--- Begin Information shown ---

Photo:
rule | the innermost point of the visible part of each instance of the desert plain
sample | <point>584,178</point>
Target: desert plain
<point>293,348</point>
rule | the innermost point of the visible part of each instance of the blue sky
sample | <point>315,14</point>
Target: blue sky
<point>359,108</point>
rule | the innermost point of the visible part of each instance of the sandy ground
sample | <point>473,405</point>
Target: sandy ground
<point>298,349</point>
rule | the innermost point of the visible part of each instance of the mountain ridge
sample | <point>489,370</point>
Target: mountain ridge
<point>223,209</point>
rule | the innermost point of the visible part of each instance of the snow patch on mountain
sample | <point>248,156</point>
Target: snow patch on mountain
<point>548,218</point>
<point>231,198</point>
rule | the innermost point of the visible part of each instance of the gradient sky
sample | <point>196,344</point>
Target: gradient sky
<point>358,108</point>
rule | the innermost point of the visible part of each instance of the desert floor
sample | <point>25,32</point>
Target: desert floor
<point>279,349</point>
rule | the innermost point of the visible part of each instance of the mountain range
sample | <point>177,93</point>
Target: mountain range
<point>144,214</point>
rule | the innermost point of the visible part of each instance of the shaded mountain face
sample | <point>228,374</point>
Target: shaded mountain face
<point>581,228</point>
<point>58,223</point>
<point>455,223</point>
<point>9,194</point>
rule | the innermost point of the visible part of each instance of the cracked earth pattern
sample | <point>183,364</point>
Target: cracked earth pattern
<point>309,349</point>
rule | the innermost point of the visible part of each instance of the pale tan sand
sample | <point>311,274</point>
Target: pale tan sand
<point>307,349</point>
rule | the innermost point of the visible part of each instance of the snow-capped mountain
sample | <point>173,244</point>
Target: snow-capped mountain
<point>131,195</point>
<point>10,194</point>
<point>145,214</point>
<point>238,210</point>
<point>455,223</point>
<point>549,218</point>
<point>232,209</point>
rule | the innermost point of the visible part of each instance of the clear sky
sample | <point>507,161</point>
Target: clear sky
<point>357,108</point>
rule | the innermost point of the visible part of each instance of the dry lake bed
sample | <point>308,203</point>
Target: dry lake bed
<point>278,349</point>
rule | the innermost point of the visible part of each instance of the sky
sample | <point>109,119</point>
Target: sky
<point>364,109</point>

--- End Information shown ---

» Task details: Please rewrite all the entries above, swapping "innermost" for "central" wherever it occurs and leaving everything else unchanged.

» Full response:
Photo:
rule | the central point of the visible part of each instance of the desert plain
sample | <point>584,178</point>
Target: desert plain
<point>293,348</point>
rule | the central point of the visible part of each instance of the blue sky
sample | <point>315,14</point>
Target: blue sky
<point>359,108</point>
rule | the central point of the visible part of each instance of the sandy ground
sample | <point>473,405</point>
Target: sandy ground
<point>298,349</point>
rule | the central point of the visible part of each instance of the mountain ridge
sample | <point>489,370</point>
Target: mountain ridge
<point>223,209</point>
rule | the central point of the visible part of each instance of the snow patch on mountain
sample | <point>248,156</point>
Target: snow patch on mountain
<point>548,218</point>
<point>231,198</point>
rule | the central point of the visible part of each instance of the gradient sky
sample | <point>196,344</point>
Target: gradient sky
<point>358,108</point>
rule | the central point of the visible part of each instance of the desert floor
sample | <point>25,32</point>
Target: desert floor
<point>279,349</point>
rule | the central point of the visible part of each instance of the mountain range
sample | <point>177,93</point>
Target: mountain range
<point>144,214</point>
rule | the central point of the visible part of each instance of the shaded mountain face
sample | <point>228,374</point>
Target: shaded mountain face
<point>581,228</point>
<point>58,223</point>
<point>455,223</point>
<point>9,194</point>
rule | the central point of the visible part of each instance of the cracked earth pattern
sample | <point>183,364</point>
Target: cracked earth pattern
<point>309,349</point>
rule | the central point of the visible part of each instance of the pale tan sand
sample | <point>311,274</point>
Target: pale tan sand
<point>307,349</point>
rule | the central point of the visible part of each instance of the snow-capped mountain
sample | <point>173,244</point>
Target: snow-capped mountain
<point>131,195</point>
<point>10,194</point>
<point>145,214</point>
<point>238,210</point>
<point>455,223</point>
<point>549,218</point>
<point>232,209</point>
rule | the central point of the visible part of each instance of the clear sky
sample | <point>507,161</point>
Target: clear sky
<point>357,108</point>
rule | the central point of the visible part of each instance of the dry lake bed
sample | <point>308,203</point>
Target: dry lake bed
<point>278,349</point>
rule | the central point of the visible part of each instance of the sky
sample | <point>109,119</point>
Target: sky
<point>364,109</point>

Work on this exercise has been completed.